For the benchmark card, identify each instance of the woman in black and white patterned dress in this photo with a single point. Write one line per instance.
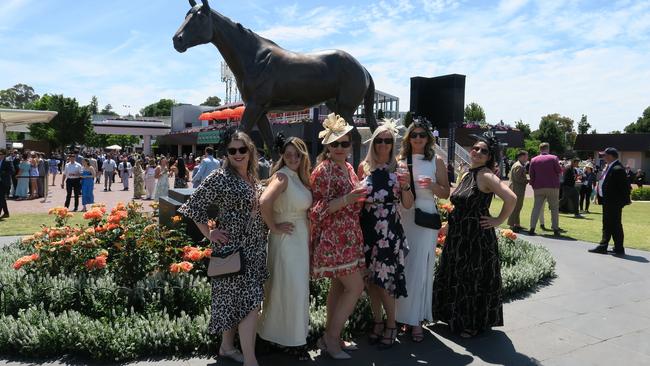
(234, 190)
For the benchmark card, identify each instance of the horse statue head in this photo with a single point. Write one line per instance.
(196, 29)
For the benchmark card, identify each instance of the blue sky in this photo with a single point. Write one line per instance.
(523, 59)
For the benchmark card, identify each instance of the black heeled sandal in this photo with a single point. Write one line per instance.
(388, 342)
(374, 336)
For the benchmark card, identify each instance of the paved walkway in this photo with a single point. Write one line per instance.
(597, 312)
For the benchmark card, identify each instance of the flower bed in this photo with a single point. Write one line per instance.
(122, 288)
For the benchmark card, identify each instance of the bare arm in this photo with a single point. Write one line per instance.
(488, 182)
(277, 186)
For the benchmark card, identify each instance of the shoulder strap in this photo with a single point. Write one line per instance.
(409, 163)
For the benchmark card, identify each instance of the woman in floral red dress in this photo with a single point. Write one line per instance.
(337, 240)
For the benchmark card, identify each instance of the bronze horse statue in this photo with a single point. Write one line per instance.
(271, 78)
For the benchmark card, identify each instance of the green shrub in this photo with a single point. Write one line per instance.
(93, 315)
(641, 194)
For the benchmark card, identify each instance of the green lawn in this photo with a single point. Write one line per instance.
(636, 223)
(27, 224)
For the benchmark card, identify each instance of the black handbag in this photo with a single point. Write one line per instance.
(423, 218)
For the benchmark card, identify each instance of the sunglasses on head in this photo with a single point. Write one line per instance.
(343, 144)
(422, 135)
(233, 150)
(387, 141)
(481, 150)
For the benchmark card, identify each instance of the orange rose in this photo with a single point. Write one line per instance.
(186, 266)
(195, 255)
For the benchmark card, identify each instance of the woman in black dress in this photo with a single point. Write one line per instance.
(385, 241)
(467, 285)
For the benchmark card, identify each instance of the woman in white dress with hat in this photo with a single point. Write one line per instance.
(284, 204)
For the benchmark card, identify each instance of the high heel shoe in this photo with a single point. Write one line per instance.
(388, 342)
(374, 335)
(322, 345)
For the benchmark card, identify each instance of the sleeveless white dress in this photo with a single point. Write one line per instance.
(420, 261)
(285, 310)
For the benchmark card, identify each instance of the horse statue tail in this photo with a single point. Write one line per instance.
(368, 104)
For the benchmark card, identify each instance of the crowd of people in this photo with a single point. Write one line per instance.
(28, 175)
(372, 228)
(569, 186)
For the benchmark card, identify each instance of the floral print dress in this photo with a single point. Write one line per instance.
(385, 242)
(337, 240)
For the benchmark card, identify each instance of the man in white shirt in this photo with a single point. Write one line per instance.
(109, 167)
(125, 172)
(208, 164)
(72, 179)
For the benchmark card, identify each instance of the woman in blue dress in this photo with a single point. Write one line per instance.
(22, 187)
(87, 184)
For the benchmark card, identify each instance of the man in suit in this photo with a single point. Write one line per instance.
(614, 191)
(208, 164)
(518, 182)
(6, 173)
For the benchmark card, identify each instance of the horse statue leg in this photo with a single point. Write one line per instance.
(254, 114)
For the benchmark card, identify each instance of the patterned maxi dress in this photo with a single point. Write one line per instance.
(385, 242)
(337, 240)
(467, 285)
(233, 298)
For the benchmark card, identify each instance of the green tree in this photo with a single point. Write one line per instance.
(94, 105)
(524, 128)
(550, 132)
(20, 96)
(162, 107)
(213, 101)
(70, 126)
(108, 111)
(532, 146)
(642, 124)
(474, 113)
(408, 119)
(583, 125)
(565, 125)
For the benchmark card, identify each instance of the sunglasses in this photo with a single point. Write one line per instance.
(233, 150)
(422, 135)
(481, 150)
(387, 141)
(343, 144)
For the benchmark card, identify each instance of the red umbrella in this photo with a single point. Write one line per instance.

_ _ _ _ _ _ _

From the entries above, output every line exactly and omit any image.

The response:
For the benchmark card, identify each instance of the woman in black and white patterned dress in this photo with a single point. Write one line per instance.
(234, 190)
For the benchmark card, identify each instance of the horse statue head in this photo with a single point. Write one line per instance.
(196, 29)
For the benchmark card, identify each instance of the blue sky in this photo with a single point. Write one line per instance.
(523, 59)
For the benchmark card, identify each instance of the black heeled sandal in this photo with a single point. Write one line per instance.
(388, 342)
(374, 336)
For the benchmark card, identify each instance of the paved walkway in this photo with a single point. Write one line per instance.
(597, 312)
For the benchmark card, identify each instance of the flower bed in this photo with a single point. Write one line per instance.
(122, 288)
For the benchmark card, identify each instance of the bare arm in this photo with a single point. Write one line per instance.
(488, 182)
(277, 186)
For the benchmark card, identify each instance of the shoulder strap in this photo with a single point. Write one line per instance.
(409, 163)
For the benchmark card, identify each instance of the woman in floral red dress in this photo with a single point. Write one line per instance.
(337, 240)
For the benchmark card, identify each instance of the bronze horse statue in this photo with a single point. Write one line per instance.
(271, 78)
For the benchmark card, identify each instance of the green shrub in this photo with a single point. Write one line per instance.
(93, 315)
(641, 194)
For the benchmark card, identify each instance of the green lawn in this photo with a single point. Write one line per instance.
(636, 223)
(27, 224)
For the benchmark card, identify each instance of the black handbag in this photo with a single point. Write one line per instance.
(423, 218)
For the benchmark card, identify each instance of the sunglasses on head in this photo with a single point. Write one line per instance.
(343, 144)
(422, 135)
(233, 150)
(387, 141)
(481, 150)
For the benchmark card, identify each instance of the orange rose in this photo with a single point. Write one line per instance.
(186, 266)
(195, 255)
For the benchmark card, identify each instance of the woman in black dress in this photo with a single point. Write one line per instance.
(385, 241)
(467, 285)
For the benchmark card, identify each instance of the woman in white dress with hat in this photo with a single point. Write one line per instance.
(284, 204)
For the benchmark card, identify each instance of the high heel shoe in this photo with a single point. Write one line per instance.
(388, 342)
(374, 335)
(322, 345)
For the benchmark card, identify each instance of the sleeveless white dress in this photo with a single point. Write one line per instance.
(420, 261)
(285, 310)
For the benchmark card, identify each instance of the horse statue tail in this photo with a single point. Write one line per instance.
(368, 104)
For the benchmark card, identify each instance of the crowd of people in this photo with a single point. Write one line per instance.
(28, 175)
(372, 228)
(569, 186)
For the benchmark card, identify each instance of the floral print dress in this photo with a single point. Write one line per instance.
(385, 242)
(337, 240)
For the benchmark card, identify each instance of the man in white shirt in this photo with a single point. Write one line per instance.
(109, 167)
(125, 172)
(208, 164)
(72, 179)
For the benchmark card, identify each instance of the woman in blue dress in this photo with a single point. Write one line per instance.
(22, 187)
(87, 184)
For the benchmark card, identify each instance of the man in suit in this photo with a single point. Write one line per instance.
(614, 191)
(208, 164)
(518, 182)
(6, 173)
For the benchmark card, identify each instance of the horse statue leg in this photo with a single point. Write one line per instance.
(254, 114)
For the benchmark card, identify each instance of the patterned maxi dress in this photo with a single point. Write one line per instance.
(385, 242)
(337, 240)
(467, 285)
(233, 298)
For the benchmark card, identify each instance of the green tree in this photo with a single point. Write one line per instance.
(94, 105)
(524, 128)
(550, 132)
(20, 96)
(162, 107)
(213, 101)
(70, 126)
(108, 111)
(532, 146)
(642, 124)
(474, 113)
(408, 119)
(583, 125)
(565, 125)
For the benchmark card, identify each instance of the sunglasses in this photo with a single point. Write one line per instance.
(233, 150)
(422, 135)
(481, 150)
(387, 141)
(343, 144)
For the benchmark card, identify each instance of the red umbrella in this photo with a single point. Write one line per instance.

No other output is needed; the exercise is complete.